» **WHAT YOU ARE ASKED TO DO**
Every line of the material is to be quoted verbatim, minus the pictures.

▬▬▬▬▬▬▬▬▬▬

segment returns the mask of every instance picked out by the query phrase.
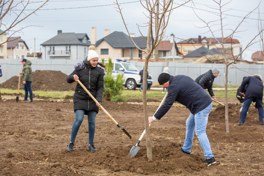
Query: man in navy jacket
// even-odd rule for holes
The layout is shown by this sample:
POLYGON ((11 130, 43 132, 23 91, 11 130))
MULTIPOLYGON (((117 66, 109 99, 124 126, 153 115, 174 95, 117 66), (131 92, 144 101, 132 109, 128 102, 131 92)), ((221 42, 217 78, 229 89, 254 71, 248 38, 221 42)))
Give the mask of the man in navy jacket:
POLYGON ((240 121, 237 125, 244 124, 247 117, 247 112, 252 102, 256 102, 254 109, 258 111, 259 124, 263 125, 263 107, 262 99, 263 98, 263 79, 259 74, 254 74, 248 76, 243 80, 240 87, 240 93, 245 95, 244 104, 240 114, 240 121), (247 86, 247 92, 245 95, 245 87, 247 86))
POLYGON ((205 131, 208 115, 212 109, 212 101, 210 96, 190 77, 184 75, 175 76, 162 73, 158 81, 162 88, 167 88, 168 96, 164 103, 153 117, 148 118, 149 123, 160 120, 176 101, 186 106, 191 114, 186 121, 186 135, 180 151, 191 154, 194 129, 204 153, 208 166, 216 162, 205 131))

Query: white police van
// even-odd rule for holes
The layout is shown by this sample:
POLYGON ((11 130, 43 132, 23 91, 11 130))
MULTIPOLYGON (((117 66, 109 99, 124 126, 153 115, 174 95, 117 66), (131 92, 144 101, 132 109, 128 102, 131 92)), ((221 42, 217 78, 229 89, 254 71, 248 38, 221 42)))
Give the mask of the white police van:
MULTIPOLYGON (((106 61, 106 62, 108 61, 106 61)), ((127 89, 134 90, 137 87, 139 87, 141 85, 140 83, 140 76, 139 74, 139 71, 137 69, 134 65, 127 62, 126 60, 117 59, 116 61, 112 60, 114 65, 112 75, 114 77, 114 79, 115 81, 116 77, 118 74, 124 74, 123 79, 125 82, 123 85, 127 89)), ((148 74, 147 78, 147 83, 148 88, 149 89, 152 85, 153 80, 152 77, 148 74)))

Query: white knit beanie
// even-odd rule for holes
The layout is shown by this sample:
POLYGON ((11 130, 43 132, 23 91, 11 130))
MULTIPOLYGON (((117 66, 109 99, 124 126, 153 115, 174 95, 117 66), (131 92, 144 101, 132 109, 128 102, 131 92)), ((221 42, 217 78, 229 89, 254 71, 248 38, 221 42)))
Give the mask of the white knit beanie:
POLYGON ((91 45, 88 48, 88 56, 87 56, 87 61, 89 61, 95 57, 99 58, 99 56, 95 51, 95 47, 93 45, 91 45))

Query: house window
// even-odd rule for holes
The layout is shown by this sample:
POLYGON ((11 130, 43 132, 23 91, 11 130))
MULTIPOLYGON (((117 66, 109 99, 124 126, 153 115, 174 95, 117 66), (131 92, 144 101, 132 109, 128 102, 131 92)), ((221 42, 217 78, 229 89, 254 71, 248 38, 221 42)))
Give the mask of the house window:
POLYGON ((71 54, 71 46, 66 46, 66 54, 71 54))
POLYGON ((50 47, 49 50, 50 54, 55 54, 55 47, 50 47))
POLYGON ((83 43, 87 43, 87 38, 86 37, 84 37, 83 39, 83 43))
POLYGON ((108 49, 101 49, 101 54, 108 54, 108 49))
POLYGON ((142 59, 142 51, 139 50, 139 57, 142 59))

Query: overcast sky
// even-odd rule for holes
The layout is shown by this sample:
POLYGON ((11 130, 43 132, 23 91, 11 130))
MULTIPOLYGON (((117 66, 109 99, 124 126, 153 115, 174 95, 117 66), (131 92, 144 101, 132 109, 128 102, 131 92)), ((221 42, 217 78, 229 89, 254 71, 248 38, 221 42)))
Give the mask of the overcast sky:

▬▬▬▬▬▬▬▬▬▬

» **RESULT FOR THIS EXERCISE**
segment returns the mask of every instance picked out by the query phrase.
Query: man in navy jacket
// even-odd rule for holes
The layout is shown by this sample:
POLYGON ((11 130, 43 132, 23 91, 11 130))
MULTIPOLYGON (((117 66, 109 99, 124 126, 153 115, 174 95, 117 66), (131 92, 144 101, 132 109, 128 102, 131 92)), ((221 42, 217 78, 229 89, 254 71, 248 38, 221 42)))
Give the mask of the man in navy jacket:
POLYGON ((240 121, 237 125, 244 124, 247 117, 247 112, 252 102, 256 102, 254 109, 258 111, 259 124, 263 125, 263 107, 262 99, 263 98, 263 79, 259 74, 254 74, 248 76, 243 80, 240 87, 240 93, 245 95, 244 104, 240 114, 240 121), (247 86, 247 92, 245 95, 245 87, 247 86))
POLYGON ((205 131, 208 115, 212 109, 212 101, 210 96, 190 77, 184 75, 175 76, 162 73, 158 81, 162 88, 167 88, 168 96, 164 103, 153 117, 148 118, 149 123, 160 120, 176 101, 186 106, 191 114, 186 121, 186 135, 180 151, 191 154, 194 129, 204 153, 208 166, 216 162, 205 131))

Query: white police van
// even-odd rule for holes
The layout is shown by this sample:
POLYGON ((11 130, 43 132, 23 91, 11 130))
MULTIPOLYGON (((117 66, 109 99, 124 126, 153 115, 174 95, 117 66), (131 92, 144 101, 132 109, 128 102, 131 92)), ((221 42, 217 78, 229 89, 254 71, 248 38, 221 42)))
Give the mask of the white police van:
MULTIPOLYGON (((106 61, 106 62, 108 61, 106 61)), ((127 89, 134 90, 137 87, 139 87, 141 85, 140 83, 140 76, 139 74, 139 71, 137 69, 134 65, 127 62, 126 60, 117 59, 116 61, 112 60, 114 65, 112 75, 114 77, 114 79, 115 81, 116 77, 118 74, 124 74, 123 79, 125 82, 123 85, 127 89)), ((148 74, 147 78, 147 83, 148 88, 149 89, 152 85, 153 80, 152 77, 148 74)))

Query: white knit beanie
// even-odd rule for holes
The layout is shown by this sample:
POLYGON ((11 130, 43 132, 23 91, 11 130))
MULTIPOLYGON (((117 66, 109 99, 124 126, 153 115, 174 95, 117 66), (131 92, 144 101, 132 109, 128 102, 131 92)), ((221 42, 217 78, 229 89, 254 71, 248 38, 221 42)))
Give the mask of the white knit beanie:
POLYGON ((91 45, 88 48, 88 56, 87 56, 87 61, 89 61, 95 57, 99 58, 99 56, 95 51, 95 47, 93 45, 91 45))

Query: house window
// even-odd rule for holes
The layout is shown by this sample:
POLYGON ((11 130, 43 132, 23 91, 11 130))
MULTIPOLYGON (((117 66, 109 99, 124 126, 153 115, 174 95, 117 66), (131 92, 144 101, 132 109, 128 102, 131 92)), ((221 42, 217 78, 229 89, 254 71, 248 38, 221 42)))
Give the mask of the house window:
POLYGON ((71 54, 71 46, 66 46, 66 54, 71 54))
POLYGON ((50 47, 49 50, 50 54, 55 54, 55 47, 50 47))
POLYGON ((83 43, 87 43, 87 38, 86 37, 84 37, 83 39, 83 43))
POLYGON ((108 49, 101 49, 101 54, 108 54, 108 49))
POLYGON ((142 59, 142 51, 139 50, 139 57, 142 59))

Query: overcast sky
// even-odd rule for holes
The layout is shown by this sample:
POLYGON ((11 130, 43 132, 23 91, 11 130))
MULTIPOLYGON (((117 66, 109 99, 124 126, 153 115, 174 95, 117 66), (131 92, 144 101, 132 109, 128 102, 131 92)), ((221 42, 217 78, 229 89, 254 71, 248 38, 221 42)))
Give the mask of the overcast sky:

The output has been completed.